Hi Folks,

 

Maybe to help clarify this a bit from my point of view

 

1)       You can only have one-bit of data from one point in memory on the
traces for the DDR at any time

2)       As we know, DDR2 supports many kinds of burst width accesses

3)       As Juan states, the software queues read/write requests

4)       So, the davinci should be capable - at the hardware level - of
interleaving the burst accesses between the ARM and the DSP side (like every
8 or 16 cycles for example)

 

Steve Spano

FLE

 

-----Original Message-----
From: [EMAIL PROTECTED]
[mailto:[EMAIL PROTECTED] On Behalf Of
Griffis, Brad
Sent: Thursday, January 18, 2007 3:13 PM
To: Andy Ngo; Azbell, Brandon;
[email protected]
Subject: RE: Can the ARM and DSP accessing the RAM simulatenously?

 

Juan is discussing this from a Linux threads perspective, not the actual
interface.  As Brandon mentioned, there is only one bus and it is impossible
for two sets of data to be on the pins simultaneously.

 

  _____  

From: Andy Ngo [mailto:[EMAIL PROTECTED] 
Sent: Thursday, January 18, 2007 1:50 PM
To: Griffis, Brad; Azbell, Brandon;
[email protected]
Subject: Re: Can the ARM and DSP accessing the RAM simulatenously?

 

Hmm...,  I just received an answer from a TI expert that says that the ARM
and DSP can still access the DDR simultaneously as long each is accessing
the DDR

memory partition dedicated to it (in other words, as long as they are not
accessing CMEM at the same time).  Here's the response I received from TI.

Photo object pointing records
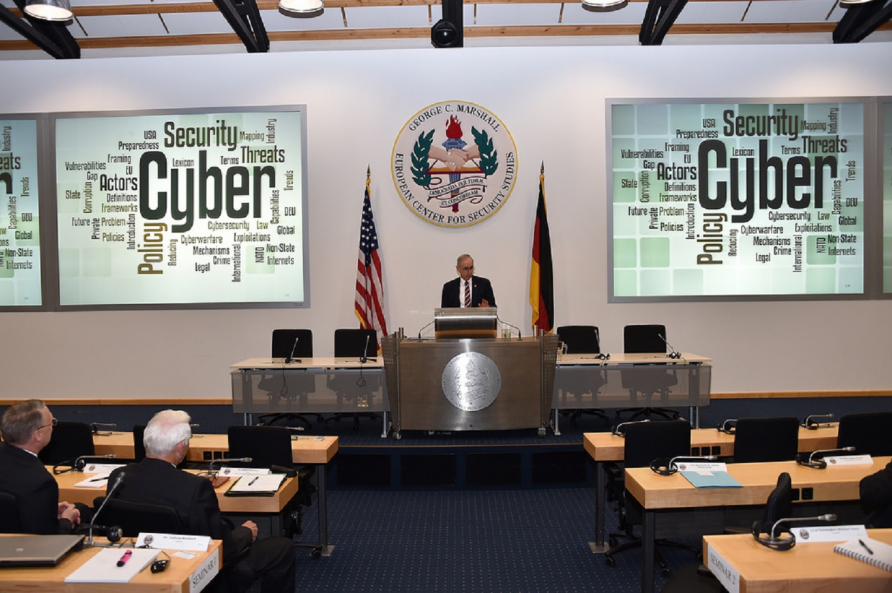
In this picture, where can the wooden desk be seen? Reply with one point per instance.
(270, 386)
(806, 568)
(176, 579)
(671, 495)
(605, 446)
(228, 504)
(585, 381)
(205, 447)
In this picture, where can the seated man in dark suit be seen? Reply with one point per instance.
(467, 290)
(27, 427)
(156, 480)
(876, 493)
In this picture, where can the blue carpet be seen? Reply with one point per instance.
(534, 540)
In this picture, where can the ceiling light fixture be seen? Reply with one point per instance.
(49, 10)
(302, 8)
(603, 5)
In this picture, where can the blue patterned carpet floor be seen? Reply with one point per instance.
(403, 541)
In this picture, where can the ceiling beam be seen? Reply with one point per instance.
(244, 18)
(861, 20)
(659, 17)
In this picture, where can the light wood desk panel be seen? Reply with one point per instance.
(228, 504)
(51, 579)
(688, 508)
(807, 568)
(203, 447)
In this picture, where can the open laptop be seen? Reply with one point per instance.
(36, 550)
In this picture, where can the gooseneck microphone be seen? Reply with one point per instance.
(729, 426)
(113, 533)
(227, 460)
(813, 422)
(775, 541)
(673, 353)
(78, 464)
(365, 350)
(821, 463)
(620, 429)
(291, 359)
(95, 426)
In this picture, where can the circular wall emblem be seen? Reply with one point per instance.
(471, 381)
(454, 164)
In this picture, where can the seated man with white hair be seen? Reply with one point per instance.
(156, 480)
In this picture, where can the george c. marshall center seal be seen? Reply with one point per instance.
(454, 164)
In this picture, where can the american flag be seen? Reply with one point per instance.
(369, 288)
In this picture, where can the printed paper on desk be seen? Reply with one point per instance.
(701, 466)
(102, 468)
(848, 460)
(266, 483)
(243, 471)
(94, 481)
(828, 533)
(724, 572)
(173, 541)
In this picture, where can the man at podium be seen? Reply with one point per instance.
(467, 290)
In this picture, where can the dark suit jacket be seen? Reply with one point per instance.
(480, 289)
(876, 493)
(155, 481)
(24, 476)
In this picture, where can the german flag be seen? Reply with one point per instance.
(541, 270)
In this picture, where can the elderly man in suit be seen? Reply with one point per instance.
(467, 290)
(27, 427)
(156, 480)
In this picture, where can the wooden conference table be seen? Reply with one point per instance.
(308, 450)
(50, 579)
(605, 446)
(806, 568)
(272, 386)
(686, 510)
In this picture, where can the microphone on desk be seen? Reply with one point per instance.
(812, 424)
(425, 327)
(113, 533)
(727, 427)
(673, 353)
(660, 466)
(820, 463)
(95, 426)
(775, 541)
(227, 460)
(78, 464)
(291, 358)
(620, 429)
(365, 350)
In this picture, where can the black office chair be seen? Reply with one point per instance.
(766, 439)
(270, 447)
(584, 339)
(868, 433)
(9, 514)
(70, 440)
(645, 442)
(139, 448)
(289, 344)
(643, 339)
(136, 517)
(352, 343)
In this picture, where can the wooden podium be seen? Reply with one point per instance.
(470, 384)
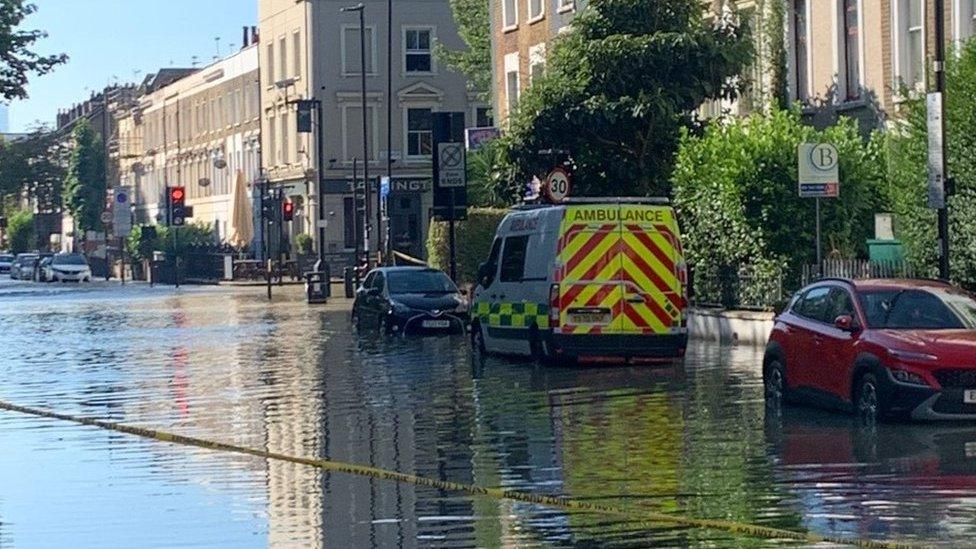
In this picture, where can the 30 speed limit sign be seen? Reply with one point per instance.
(558, 185)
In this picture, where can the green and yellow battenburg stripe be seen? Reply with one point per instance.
(513, 315)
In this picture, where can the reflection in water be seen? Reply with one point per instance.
(690, 439)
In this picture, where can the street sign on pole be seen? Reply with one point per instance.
(557, 185)
(122, 212)
(936, 164)
(450, 158)
(818, 170)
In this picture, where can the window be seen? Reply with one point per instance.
(420, 132)
(800, 53)
(509, 13)
(482, 116)
(813, 304)
(282, 59)
(351, 50)
(536, 10)
(349, 222)
(511, 90)
(269, 57)
(852, 48)
(513, 258)
(417, 50)
(296, 53)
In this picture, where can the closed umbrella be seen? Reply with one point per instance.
(241, 215)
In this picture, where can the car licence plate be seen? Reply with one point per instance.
(436, 324)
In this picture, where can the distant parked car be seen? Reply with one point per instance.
(410, 299)
(23, 266)
(42, 272)
(70, 268)
(877, 347)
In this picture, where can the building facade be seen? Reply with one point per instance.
(311, 50)
(198, 130)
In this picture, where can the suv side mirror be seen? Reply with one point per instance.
(846, 323)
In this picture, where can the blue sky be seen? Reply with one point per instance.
(110, 39)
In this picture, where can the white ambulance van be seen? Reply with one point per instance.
(593, 280)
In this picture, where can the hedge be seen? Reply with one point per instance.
(473, 237)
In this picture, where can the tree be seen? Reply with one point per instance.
(618, 88)
(85, 187)
(735, 188)
(21, 235)
(17, 59)
(916, 224)
(474, 29)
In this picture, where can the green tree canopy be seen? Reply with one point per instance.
(85, 187)
(618, 88)
(17, 58)
(915, 222)
(735, 188)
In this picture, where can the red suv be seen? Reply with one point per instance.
(877, 347)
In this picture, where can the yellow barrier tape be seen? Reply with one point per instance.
(644, 516)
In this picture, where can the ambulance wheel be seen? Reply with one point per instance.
(538, 348)
(478, 340)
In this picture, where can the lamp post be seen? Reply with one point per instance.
(360, 8)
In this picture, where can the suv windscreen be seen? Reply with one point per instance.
(69, 259)
(918, 310)
(419, 282)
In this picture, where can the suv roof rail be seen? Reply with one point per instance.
(583, 200)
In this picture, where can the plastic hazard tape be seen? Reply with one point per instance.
(644, 516)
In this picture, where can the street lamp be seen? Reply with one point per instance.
(360, 8)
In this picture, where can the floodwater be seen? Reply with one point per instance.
(690, 439)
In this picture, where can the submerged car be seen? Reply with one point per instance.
(904, 348)
(69, 268)
(6, 260)
(408, 300)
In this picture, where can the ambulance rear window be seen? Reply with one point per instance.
(513, 258)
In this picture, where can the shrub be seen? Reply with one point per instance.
(474, 237)
(20, 232)
(735, 189)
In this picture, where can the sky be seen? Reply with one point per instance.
(108, 41)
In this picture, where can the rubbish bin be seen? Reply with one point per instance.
(348, 275)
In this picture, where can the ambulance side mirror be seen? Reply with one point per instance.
(486, 274)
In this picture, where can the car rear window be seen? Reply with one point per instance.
(914, 309)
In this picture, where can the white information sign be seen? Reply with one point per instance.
(818, 170)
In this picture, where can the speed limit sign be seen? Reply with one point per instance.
(557, 185)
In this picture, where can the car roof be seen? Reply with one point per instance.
(869, 284)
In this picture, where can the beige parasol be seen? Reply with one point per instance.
(241, 215)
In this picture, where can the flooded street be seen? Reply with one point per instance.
(690, 439)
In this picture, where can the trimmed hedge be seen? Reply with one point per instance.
(474, 237)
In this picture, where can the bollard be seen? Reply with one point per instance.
(347, 276)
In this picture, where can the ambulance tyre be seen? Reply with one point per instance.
(538, 348)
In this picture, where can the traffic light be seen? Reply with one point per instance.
(177, 206)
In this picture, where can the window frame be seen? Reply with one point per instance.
(502, 273)
(432, 30)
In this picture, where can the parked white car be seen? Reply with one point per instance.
(68, 268)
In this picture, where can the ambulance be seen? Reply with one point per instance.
(589, 280)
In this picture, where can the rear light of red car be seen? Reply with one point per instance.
(554, 306)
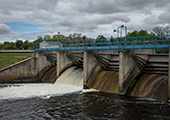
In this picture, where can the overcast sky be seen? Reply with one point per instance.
(27, 19)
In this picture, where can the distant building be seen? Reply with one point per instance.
(50, 44)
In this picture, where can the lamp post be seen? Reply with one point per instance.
(120, 30)
(58, 36)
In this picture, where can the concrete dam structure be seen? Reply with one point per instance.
(140, 73)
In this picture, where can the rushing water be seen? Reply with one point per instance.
(66, 100)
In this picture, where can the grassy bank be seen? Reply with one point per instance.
(5, 57)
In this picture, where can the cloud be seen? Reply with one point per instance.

COMPLETE THE FOLLOWING
1) In the email thread, from what perspective does Brad Griffis say Juan is discussing this?
2) Locate each line in the entries that contains the string "street" and copy it out.

TASK-BY-TASK ANSWERS
1) A Linux threads perspective, not the actual interface.

2)
In this picture, where can the street sign on pole be seen? Reply with one point per instance.
In this picture, where can the street lamp be seen? Reply with one point per instance.
In this picture, where can the flooded street be seen? Reply with one point per instance.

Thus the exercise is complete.